THE INPUT =>

------------------------------------

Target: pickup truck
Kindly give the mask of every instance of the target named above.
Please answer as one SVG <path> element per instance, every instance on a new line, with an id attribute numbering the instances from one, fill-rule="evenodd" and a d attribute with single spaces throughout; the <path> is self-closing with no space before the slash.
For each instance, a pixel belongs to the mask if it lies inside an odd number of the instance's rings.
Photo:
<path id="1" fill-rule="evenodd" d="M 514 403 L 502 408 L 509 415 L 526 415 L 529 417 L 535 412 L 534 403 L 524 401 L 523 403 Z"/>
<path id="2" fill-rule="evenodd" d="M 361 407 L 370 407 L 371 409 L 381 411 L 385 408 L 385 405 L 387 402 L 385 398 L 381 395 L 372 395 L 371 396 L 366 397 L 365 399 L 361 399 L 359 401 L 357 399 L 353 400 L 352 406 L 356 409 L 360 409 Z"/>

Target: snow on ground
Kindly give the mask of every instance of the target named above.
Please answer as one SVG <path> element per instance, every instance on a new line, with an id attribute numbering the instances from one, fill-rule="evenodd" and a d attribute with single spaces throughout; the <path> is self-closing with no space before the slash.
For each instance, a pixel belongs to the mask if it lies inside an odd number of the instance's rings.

------------------------------------

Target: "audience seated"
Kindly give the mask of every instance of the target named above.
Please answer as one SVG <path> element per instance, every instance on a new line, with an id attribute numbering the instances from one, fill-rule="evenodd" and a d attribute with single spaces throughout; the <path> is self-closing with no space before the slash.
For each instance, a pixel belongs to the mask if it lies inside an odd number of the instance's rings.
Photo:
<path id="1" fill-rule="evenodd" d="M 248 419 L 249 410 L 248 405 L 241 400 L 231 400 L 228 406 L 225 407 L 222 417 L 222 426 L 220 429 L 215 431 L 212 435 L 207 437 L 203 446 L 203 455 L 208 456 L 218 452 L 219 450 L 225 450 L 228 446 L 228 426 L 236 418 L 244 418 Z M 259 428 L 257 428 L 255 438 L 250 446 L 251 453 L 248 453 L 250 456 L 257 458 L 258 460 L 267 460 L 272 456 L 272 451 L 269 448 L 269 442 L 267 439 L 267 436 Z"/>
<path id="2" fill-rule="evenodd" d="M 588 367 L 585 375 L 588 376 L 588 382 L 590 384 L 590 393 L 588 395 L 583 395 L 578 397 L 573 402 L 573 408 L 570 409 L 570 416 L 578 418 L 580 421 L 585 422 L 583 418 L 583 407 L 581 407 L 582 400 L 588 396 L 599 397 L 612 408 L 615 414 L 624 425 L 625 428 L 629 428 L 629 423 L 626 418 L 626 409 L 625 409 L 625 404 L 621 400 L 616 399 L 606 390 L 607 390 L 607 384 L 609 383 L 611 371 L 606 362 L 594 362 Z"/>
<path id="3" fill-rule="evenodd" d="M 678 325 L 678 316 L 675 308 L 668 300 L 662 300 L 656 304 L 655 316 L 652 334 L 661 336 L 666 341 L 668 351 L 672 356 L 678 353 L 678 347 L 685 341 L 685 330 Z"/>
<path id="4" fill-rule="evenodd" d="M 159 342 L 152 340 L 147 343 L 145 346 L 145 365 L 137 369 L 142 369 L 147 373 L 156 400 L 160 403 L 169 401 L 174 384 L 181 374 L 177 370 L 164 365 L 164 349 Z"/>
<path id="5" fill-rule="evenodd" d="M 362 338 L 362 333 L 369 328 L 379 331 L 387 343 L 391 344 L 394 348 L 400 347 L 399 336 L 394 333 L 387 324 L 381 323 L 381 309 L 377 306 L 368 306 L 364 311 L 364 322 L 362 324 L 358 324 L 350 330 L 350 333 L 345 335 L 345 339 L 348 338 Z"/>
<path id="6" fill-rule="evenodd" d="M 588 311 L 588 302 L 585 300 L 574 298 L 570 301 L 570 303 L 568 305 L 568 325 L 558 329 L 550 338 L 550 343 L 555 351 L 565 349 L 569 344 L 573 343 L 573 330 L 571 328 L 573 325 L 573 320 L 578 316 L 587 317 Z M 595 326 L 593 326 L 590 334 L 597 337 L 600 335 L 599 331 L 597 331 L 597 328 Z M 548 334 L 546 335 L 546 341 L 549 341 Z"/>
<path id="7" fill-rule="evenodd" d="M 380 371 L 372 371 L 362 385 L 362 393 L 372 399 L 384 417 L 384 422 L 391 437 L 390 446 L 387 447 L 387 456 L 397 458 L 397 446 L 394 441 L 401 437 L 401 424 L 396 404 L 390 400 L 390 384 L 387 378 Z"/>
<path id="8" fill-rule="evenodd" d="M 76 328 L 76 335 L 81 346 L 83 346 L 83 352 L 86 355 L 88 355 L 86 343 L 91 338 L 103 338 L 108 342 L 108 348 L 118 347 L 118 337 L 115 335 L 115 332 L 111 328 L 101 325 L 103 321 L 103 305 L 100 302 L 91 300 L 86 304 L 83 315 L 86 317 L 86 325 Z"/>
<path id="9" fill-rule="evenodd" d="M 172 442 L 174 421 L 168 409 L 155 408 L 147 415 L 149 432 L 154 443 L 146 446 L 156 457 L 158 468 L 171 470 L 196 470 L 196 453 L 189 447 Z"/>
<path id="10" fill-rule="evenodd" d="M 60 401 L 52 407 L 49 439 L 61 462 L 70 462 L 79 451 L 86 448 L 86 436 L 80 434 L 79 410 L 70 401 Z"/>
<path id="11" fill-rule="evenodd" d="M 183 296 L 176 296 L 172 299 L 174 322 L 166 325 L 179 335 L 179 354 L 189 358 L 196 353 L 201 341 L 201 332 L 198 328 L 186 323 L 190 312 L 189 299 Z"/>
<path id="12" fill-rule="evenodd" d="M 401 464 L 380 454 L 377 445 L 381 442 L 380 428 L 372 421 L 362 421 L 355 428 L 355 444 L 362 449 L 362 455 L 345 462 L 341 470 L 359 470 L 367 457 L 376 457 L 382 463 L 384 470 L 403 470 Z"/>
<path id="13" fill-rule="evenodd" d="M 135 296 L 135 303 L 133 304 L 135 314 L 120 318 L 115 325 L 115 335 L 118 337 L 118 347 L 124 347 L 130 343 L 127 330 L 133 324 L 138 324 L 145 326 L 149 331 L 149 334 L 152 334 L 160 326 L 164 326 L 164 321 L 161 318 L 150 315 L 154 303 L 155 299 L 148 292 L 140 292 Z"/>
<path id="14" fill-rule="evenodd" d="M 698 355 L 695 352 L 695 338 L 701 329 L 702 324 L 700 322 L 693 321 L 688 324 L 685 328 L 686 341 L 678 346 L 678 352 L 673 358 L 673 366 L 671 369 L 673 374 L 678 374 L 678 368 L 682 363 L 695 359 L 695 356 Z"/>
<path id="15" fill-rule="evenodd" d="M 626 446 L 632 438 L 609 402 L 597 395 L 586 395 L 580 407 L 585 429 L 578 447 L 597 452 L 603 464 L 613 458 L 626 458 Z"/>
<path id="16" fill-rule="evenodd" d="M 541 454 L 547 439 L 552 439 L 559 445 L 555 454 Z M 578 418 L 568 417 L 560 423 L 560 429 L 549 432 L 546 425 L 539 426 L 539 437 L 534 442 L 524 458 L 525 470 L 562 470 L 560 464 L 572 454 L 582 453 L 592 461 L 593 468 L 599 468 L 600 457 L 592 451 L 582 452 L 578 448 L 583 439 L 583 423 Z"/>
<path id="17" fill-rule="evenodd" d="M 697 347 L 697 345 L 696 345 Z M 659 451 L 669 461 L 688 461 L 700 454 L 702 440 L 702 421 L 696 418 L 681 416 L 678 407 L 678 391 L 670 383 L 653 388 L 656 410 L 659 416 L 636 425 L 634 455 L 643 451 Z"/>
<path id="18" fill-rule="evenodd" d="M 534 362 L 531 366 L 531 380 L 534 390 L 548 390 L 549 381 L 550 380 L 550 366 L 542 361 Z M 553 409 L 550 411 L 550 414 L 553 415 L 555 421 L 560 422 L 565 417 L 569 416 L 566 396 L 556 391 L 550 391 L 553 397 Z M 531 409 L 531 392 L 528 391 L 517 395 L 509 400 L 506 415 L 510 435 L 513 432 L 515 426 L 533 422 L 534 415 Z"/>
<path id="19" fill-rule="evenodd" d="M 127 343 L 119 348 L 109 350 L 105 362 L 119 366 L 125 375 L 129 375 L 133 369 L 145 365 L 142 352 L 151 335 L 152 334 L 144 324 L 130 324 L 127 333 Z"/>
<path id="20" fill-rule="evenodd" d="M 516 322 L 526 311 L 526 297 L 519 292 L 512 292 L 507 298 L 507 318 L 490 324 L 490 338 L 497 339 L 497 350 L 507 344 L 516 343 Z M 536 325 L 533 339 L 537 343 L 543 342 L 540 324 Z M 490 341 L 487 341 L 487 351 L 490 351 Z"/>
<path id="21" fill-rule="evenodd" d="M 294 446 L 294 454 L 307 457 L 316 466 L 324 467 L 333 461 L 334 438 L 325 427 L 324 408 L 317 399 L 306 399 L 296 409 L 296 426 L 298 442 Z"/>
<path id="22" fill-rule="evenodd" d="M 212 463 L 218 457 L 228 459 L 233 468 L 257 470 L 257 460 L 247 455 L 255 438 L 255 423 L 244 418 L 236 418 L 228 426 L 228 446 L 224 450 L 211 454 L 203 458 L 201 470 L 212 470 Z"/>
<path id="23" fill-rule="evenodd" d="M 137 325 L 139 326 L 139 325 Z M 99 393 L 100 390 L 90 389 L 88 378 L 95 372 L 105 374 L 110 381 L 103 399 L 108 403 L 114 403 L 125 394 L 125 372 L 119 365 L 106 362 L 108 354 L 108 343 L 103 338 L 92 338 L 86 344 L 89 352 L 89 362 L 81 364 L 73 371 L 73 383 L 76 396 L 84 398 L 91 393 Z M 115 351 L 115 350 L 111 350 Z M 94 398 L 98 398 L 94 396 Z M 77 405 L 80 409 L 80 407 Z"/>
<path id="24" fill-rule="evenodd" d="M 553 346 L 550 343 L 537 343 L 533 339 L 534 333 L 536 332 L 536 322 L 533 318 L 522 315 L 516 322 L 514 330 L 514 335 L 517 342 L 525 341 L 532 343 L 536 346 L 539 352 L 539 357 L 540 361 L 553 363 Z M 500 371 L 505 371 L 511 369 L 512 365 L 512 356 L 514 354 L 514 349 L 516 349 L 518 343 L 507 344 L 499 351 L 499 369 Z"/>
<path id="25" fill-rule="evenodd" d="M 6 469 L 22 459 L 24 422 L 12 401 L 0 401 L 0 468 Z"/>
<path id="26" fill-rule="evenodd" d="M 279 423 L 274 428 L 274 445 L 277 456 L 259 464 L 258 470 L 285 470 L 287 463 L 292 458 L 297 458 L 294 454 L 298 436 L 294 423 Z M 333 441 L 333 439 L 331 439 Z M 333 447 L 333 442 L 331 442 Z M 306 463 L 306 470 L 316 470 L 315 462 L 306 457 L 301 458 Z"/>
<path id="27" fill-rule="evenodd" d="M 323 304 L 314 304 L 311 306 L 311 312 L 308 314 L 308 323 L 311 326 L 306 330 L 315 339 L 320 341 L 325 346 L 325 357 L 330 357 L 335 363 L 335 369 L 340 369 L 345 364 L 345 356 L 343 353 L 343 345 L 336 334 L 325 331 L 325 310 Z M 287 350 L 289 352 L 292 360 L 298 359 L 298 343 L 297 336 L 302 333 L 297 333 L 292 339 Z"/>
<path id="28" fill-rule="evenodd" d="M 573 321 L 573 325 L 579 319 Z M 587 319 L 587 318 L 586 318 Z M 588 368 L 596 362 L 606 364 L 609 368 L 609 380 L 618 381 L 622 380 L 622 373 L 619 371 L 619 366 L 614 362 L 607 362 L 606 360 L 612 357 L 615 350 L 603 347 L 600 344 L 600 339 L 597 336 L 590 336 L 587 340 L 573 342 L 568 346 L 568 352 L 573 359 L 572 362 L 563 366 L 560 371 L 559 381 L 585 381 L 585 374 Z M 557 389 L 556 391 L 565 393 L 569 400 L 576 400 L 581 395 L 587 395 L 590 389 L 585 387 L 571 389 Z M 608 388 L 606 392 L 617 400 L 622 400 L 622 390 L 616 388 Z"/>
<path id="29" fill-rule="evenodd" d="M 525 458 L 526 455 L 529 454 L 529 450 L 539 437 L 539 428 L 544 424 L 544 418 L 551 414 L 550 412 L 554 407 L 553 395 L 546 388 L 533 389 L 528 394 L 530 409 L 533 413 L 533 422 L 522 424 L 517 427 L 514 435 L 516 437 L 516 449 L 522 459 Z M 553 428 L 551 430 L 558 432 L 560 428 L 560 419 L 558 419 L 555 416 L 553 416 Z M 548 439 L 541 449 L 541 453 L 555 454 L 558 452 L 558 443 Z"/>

------------------------------------

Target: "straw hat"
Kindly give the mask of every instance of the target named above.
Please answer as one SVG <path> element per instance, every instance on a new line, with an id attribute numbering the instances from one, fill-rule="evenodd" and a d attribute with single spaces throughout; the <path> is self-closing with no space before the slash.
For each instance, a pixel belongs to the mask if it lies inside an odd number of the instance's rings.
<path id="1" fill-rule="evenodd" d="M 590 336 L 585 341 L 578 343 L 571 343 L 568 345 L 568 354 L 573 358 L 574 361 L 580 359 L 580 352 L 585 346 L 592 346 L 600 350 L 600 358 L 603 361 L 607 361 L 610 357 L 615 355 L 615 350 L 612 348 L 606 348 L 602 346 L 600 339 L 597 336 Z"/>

------------------------------------

TASK DETAILS => Repeat the material above word for word, from the line containing "Target: pickup truck" to the line containing "361 407 L 370", including both of those lines.

EXERCISE SOLUTION =>
Target: pickup truck
Kindly give the mask of every instance of the target named above.
Please answer as one SVG <path> element per instance, every instance on a new line, with an id attribute numbering the instances from one, fill-rule="evenodd" and a d attribute with single spaces throughout; the <path> is self-closing with no space before the slash.
For each instance, a pixel belongs to the mask if it lies inside an odd number of the instance's rings.
Photo:
<path id="1" fill-rule="evenodd" d="M 514 403 L 502 408 L 509 415 L 526 415 L 529 417 L 535 412 L 534 403 L 524 401 L 523 403 Z"/>
<path id="2" fill-rule="evenodd" d="M 361 407 L 370 407 L 371 409 L 381 411 L 385 408 L 385 405 L 387 402 L 385 398 L 381 395 L 372 395 L 371 396 L 366 397 L 365 399 L 361 399 L 359 401 L 357 399 L 353 400 L 352 406 L 356 409 L 360 409 Z"/>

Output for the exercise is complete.